● **YOUR OBJECTIVE**: Reproduce every line in the listing that contains the word "this".

● **INFORMATION**:
....................

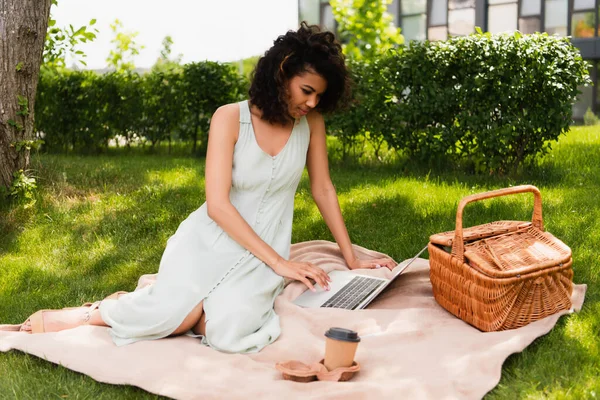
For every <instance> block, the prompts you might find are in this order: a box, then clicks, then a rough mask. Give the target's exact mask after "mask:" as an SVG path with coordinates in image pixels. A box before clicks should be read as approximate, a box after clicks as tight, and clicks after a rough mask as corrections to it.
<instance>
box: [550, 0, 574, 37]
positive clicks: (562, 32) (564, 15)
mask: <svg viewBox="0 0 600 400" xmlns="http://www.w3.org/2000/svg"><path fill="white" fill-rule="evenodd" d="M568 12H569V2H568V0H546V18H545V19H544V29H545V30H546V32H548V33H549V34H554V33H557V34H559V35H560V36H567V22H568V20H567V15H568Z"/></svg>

....................

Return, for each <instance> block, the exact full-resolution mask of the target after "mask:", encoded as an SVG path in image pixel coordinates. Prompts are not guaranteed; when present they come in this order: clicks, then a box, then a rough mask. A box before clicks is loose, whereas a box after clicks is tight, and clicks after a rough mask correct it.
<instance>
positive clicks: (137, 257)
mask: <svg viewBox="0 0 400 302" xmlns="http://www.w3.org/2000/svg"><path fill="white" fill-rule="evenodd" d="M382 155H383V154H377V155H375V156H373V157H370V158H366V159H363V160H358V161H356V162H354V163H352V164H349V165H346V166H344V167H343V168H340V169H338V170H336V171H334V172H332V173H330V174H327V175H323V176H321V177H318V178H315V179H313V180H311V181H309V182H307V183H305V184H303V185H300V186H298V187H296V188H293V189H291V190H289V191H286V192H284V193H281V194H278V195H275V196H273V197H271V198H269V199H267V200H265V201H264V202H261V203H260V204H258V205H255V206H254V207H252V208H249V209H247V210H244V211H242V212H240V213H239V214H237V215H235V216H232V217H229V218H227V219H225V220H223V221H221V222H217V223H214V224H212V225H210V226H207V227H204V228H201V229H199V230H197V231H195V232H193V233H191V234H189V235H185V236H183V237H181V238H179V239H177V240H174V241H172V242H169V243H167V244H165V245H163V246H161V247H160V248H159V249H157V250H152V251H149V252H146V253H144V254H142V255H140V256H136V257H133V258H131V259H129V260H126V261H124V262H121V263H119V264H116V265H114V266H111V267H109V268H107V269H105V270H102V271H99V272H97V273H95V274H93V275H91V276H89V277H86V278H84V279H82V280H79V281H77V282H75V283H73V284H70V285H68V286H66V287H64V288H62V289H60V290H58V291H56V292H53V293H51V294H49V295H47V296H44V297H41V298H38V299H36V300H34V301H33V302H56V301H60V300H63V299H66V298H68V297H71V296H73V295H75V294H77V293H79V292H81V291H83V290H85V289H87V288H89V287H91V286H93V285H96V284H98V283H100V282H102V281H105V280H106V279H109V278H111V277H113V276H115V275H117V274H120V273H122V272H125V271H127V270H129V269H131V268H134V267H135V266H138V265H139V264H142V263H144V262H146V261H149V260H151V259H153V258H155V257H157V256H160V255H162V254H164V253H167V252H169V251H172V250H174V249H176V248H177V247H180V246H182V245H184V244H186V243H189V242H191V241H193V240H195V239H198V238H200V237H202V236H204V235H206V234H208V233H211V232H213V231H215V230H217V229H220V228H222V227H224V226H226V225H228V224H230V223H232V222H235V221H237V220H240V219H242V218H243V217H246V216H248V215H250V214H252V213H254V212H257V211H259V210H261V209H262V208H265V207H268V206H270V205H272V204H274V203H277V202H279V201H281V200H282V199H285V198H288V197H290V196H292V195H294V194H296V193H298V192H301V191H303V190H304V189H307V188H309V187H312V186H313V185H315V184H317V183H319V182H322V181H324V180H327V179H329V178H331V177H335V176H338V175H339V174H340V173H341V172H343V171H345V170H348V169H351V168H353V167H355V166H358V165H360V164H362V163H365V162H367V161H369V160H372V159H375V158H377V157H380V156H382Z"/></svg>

....................

● **OUTPUT BELOW**:
For every <instance> block, the prompts you might find are in this order: a box, then clicks, then a rough mask. Give the target's exact mask after "mask:" as an SVG path with coordinates in image pixels. A box before clicks should be read as approximate, a box after clicks as tight, and clicks after a rough mask as corrections to it.
Return, for each <instance> block, the exact full-resolution mask of the target after "mask:", encoded as an SVG path in image pixel coordinates. Prompts are not guaranteed; when present they come in this order: clicks, then a box, then a rough mask. A box before clicks is loose, whereas a box after clicks is tight, and clicks after a rough mask correct it.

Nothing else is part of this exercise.